## SELECTED PASSAGE
---+---

The invention of carbon nanotubes [1] attracted researchers and manufacturers to the use of this substance in highly accurate studies and industries. A new revolution has begun in all the fields of the industry due to the properties of new nanomaterials. Studying these properties in labs is highly expensive and complicated because of the strict conditions of the purity of the material, air, tools, and everything related to this process. Consequently, a new role in mathematics was initiated, concerning the study of such properties with low costs.

Mathematical researchers started to use different theories to describe beams. Beams have been studied in accordance with the Euler–Bernoulli [2,3,4,5,6], Timoshenko [7,8,9], Reddy [8,10], and Levinson beam theories [10].

The fourth-order ordinary differential equations in the Euler–Bernoulli theorem, which is not normally combined with linear analysis, are now conjugated and must be overcome to obtain an acceptable mathematical solution of the axial deformation and the transverse rotation of thin beams. The axial force that can be produced inside the beam tries to firm up the beam when it deforms.

In old-fashioned classical continuum mechanics studying beams, the stress at a point depends on the strains for the same point. Poor results have appeared after applying those methods to nanobeams because of the attraction forces between molecules and crystals. This phenomenon is called the size effect. The mathematical process of analyzing nanostructures is divided into three main types. The first of them is atomistic modeling [11]. The second and most used method is that of modern continuum mechanics. Finally, the last one is a mixture of atomistic and continuum mechanics. The highly accurate results of continuum models can be found in improved elasticity theories such as Eringen’s nonlocal elasticity theory. Refs. [12,13] are the most common examples in this field. Ref. [12] assumed that a point’s stress depends on deformations of the whole continuum.

One of the important factors affecting the deformation properties of beams is the foundation on which the beam rests or the medium around the beam. The density of the medium causes a buoyant force that affects the beam’s upward characteristics. Foundations are used also to control and change the deformation of the loaded beam depending on the application in which the beam is being used. Several types of elastic and viscoelastic foundation theories have been derived, such as the Winkler model, the Filonenko–Borodich Foundation, the Hetenyi Foundation, the Pasternak Foundation, the Vlasov Foundation, the Reissner Foundation, and Boussinesq’s type foundation [14]. Winkler’s foundation is described as a single parameter model similar to a liquid base or a net of equally-spaced equivalent springs, but Pasternak’s foundation is a double-parameter model which adds the effect of shear interactions inside every spring. The applications of elastic foundations supporting beams are several, including geotechnical systems, roads, railroads, and biomechanical systems.

---+---

## REQUEST
Continue the passage on modeling nanobeams and their foundations, starting after its last sentence. The records after this point come from a separate source.

---+---

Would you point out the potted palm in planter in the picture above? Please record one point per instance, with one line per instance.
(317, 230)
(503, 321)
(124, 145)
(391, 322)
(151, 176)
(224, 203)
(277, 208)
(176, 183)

---+---

## SOLVED EXERCISE
The applications of microbeams and nanobeams are always complex and require high accuracy. This can be obviously noted in [15], which deduced the vibration and post-buckling of bi-directional functionally graded microbeams; Ref. [16], which studied nano composites; Ref. [17], which showed the effect of temperature on nanobeams; Ref. [18], which studied piezomagnetic nanobeams with porosities; Ref. [19], which studied flexoelectric nanobeams’ dynamics; Ref. [17], which focused on the thermal effects on nanobeam properties; and [20], which analyzed layered nanobeams. The complexity of the equations covering several factors prompted many researchers to use some semi-analytical and numerical methods instead of strictly analytical solutions—such as the Finite Element Method (FEM), Finite Difference Method (FDM), Transfer Matrix Method, Rayleigh–Ritz Method, Galerkin Procedure, Differential Transform Method, and Differential Quadrature Method (DQM)—to resolve these types of models. When the analytical solution of irregular beams or plates requires solving differential equations with inconstant coefficients, hard work necessarily follows. Most numerical methods need an enormous number of mesh points to supply highly delicate results such as the classical techniques (FEM and FDM). Unfortunately, in some realistic models, the numeral solutions for governing equations are needed at a few specific points in the naturalistic scope. In searching for an alternative numerical technique utilizing a few mesh points to reach acceptable accuracy results, the DQM was inserted as the efficacy technique by [21]; then, it was improved by [22]. The DQM was created to overcome the challenge of the long solution times required by computers to solve this type of equation via FEM with the same accuracy.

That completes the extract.